++++ Data for analysis ++++
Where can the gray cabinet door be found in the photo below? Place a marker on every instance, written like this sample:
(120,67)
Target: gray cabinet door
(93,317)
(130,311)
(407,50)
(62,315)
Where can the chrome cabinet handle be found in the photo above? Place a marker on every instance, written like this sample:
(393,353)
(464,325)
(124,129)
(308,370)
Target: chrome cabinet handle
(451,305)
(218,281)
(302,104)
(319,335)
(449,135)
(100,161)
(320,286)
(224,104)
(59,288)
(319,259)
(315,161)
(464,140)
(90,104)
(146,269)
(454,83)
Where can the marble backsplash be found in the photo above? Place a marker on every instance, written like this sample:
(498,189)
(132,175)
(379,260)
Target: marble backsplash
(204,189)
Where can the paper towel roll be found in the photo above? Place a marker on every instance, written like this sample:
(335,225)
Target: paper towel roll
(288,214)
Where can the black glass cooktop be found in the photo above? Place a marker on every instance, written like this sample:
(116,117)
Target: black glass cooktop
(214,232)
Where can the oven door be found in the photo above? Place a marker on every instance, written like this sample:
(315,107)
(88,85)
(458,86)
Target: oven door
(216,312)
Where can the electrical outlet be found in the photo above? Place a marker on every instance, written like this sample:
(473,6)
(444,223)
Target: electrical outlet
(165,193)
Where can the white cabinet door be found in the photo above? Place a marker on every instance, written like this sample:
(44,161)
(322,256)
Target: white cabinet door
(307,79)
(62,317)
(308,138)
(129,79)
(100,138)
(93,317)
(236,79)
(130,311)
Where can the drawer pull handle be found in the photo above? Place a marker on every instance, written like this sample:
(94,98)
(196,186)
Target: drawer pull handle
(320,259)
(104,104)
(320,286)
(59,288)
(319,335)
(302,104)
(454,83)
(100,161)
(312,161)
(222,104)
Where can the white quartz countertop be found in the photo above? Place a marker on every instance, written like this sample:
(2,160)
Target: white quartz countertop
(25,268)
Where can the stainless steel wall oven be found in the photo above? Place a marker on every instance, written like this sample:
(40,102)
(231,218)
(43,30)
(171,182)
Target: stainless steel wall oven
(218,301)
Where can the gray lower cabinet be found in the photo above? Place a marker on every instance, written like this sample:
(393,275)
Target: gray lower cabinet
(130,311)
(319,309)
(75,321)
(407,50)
++++
- [Exercise objective]
Without changing anything, repeat every record above.

- [Exercise result]
Where can the gray cabinet door be found in the photo below? Place a marker on every instance, written like this sample:
(120,67)
Target: gray cabinet door
(93,317)
(130,311)
(407,50)
(62,315)
Where can the chrome cabinet handle be found in the photo above? Place a marker on every instance, written like this sample:
(393,353)
(464,325)
(124,129)
(308,370)
Target: chrome cabinet handle
(451,305)
(218,281)
(302,104)
(319,335)
(449,135)
(100,161)
(320,286)
(224,104)
(59,288)
(319,259)
(315,161)
(464,140)
(90,104)
(146,269)
(454,83)
Where can the marble backsplash be found in the photo above? Place a marker on every instance, written like this sample:
(498,189)
(132,175)
(379,260)
Target: marble backsplash
(204,189)
Where can the paper towel roll be found in the photo above? Place a marker on every instance, written like this sample:
(335,225)
Target: paper towel roll
(288,214)
Where can the black glass cooktop be found in the photo above? Place a marker on every instance, written like this sample:
(116,117)
Target: black glass cooktop
(214,232)
Where can the oven door be found in the photo above? Place a marker on every instance, written like this sample:
(315,107)
(88,85)
(458,86)
Target: oven door
(216,312)
Where can the electrical outlet be found in the photo above? Place a marker on every instance, written like this sample:
(473,6)
(444,223)
Target: electrical outlet
(165,193)
Where can the white cabinet door be found in the photo above? Place a marker on every instance, written like this sample:
(44,161)
(322,256)
Target: white cabinet door
(307,79)
(62,317)
(308,138)
(129,79)
(100,138)
(93,317)
(236,79)
(130,311)
Where can the drawer pull handle be found in the photo above? Place a marker on every instance, written like this sample:
(94,98)
(196,186)
Target: drawer pull handle
(320,259)
(104,104)
(320,286)
(59,288)
(319,335)
(302,104)
(454,83)
(100,161)
(312,161)
(222,104)
Where can the white quartz countertop be found in the photo above? Place a marker on every instance, written like this sample:
(2,160)
Target: white quartz countertop
(25,268)
Where can the stainless steel wall oven be found in the photo above? Place a marker on every instance, written like this sample:
(40,102)
(231,218)
(43,30)
(171,182)
Target: stainless steel wall oven
(218,301)
Where can the gray lower cabinet be found in the photo above? Place a marker on every instance, written like this sample:
(393,275)
Target: gray lower cabinet
(130,311)
(319,309)
(75,321)
(407,50)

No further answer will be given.